--- YANG PERLU DIKERJAKAN ---
Lanjutkan berita tentang larangan shalat id di masjid dan lapangan menjelang 1 Syawal, mulai setelah kalimat terakhir yang tertulis.

--- KUTIPAN TERPILIH ---
▼

Magelang Mnewsid – Jelang 1 Syawal timbul polemik pro dan kontran di tengah masyarakat menyikapi kebijakan dilarangnya shalat id di masjid dan lapangan. Karena kebijakan ini berbanding terbalik dengan kondisi mall dan pasar-pasar yang ramai dikunjungi masyarakat.
Menanggapi fenomena ini Pengasuh Pondok Pesantren API Tegalrejo KH Muhammad Yusuf Chudlori, mengatakan menjaga diri itu lebih diutamakan dan yang penting sehat terlebih dahulu, dari pada memaksanakan diri berkerumun shalat id dan bersilaturahmi yang justru membahayakan diri sendiri.
Menurutnya, lebih baik ikuti apa yang dianjurkan pemerintah, untuk tidak melakukan shalat id berjamaah di masjid di lapangan, bersilaturahmi dan hal-hal yang berpotensi menimbulkan kerumunan dan interaksi sosial.

▲

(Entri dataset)
▼

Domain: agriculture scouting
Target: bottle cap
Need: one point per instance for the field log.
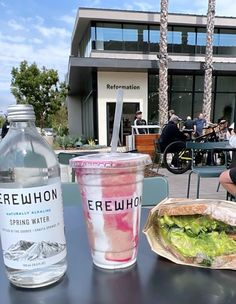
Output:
(20, 112)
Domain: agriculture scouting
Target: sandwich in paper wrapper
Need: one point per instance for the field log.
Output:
(199, 233)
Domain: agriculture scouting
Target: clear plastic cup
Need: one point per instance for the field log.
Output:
(111, 186)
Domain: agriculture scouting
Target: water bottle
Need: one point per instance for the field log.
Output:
(31, 209)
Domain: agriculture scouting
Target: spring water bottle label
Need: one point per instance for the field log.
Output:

▲

--- HASIL ---
Sekarang ini yang lagi menjadi polemik adalah ketika shalat id dan aktivitas di masjid di larang tapi aktivitas di mall dan pasar-pasar ramai dikunjungi masyarakat untuk menyiapkan keperluan lebaran. Ini loginya jika di masjid di larang, apalagi keluyuran (pergi) ke mall tentu juga tidak disarankan. Jadi ini kita kembalikan ke pribadi masing-masing bagaimana menyikapi wabah ini.
”Mohon untuk kesadarannya seluruh masyarakat ikuti saja petunjuk dari pemerintah. Karena pemerintah juga memiliki pertimbangan dan kebijakan agar Pandemi Covid-19 ini cepat selesai. Maka sementara di rumah, menghindari hal-hal yang menimbulkan kerumunan massal,”kata Gus Yusuf.
Dijelaskannya, bahwa shalat id itu adalah sunah muakkad, jika dilkukan dapat pahala jika tidak dilakukan juga tidak dapat dosa. Meksi tidak bisa melakukan shalat id berjamaah di masjid atau lapangan, tapi bisa melaksanakan shalat di rumah. Jika peserta keluarganya kurang dari empat tidak perlu khotbah atau jika lebih dari empat bisa menggunakan khotbah pendek dan singkat.
Maka dari itu, Gus Yusuf menyarankan masyarakat untuk disiplin melaksanakan protokol kesehatan dan apa yang disarankan pemerintah. Jika masyarakat tidak disiplin bisa jadi masa Pademi Covid-19 bisa lebih lama lagi.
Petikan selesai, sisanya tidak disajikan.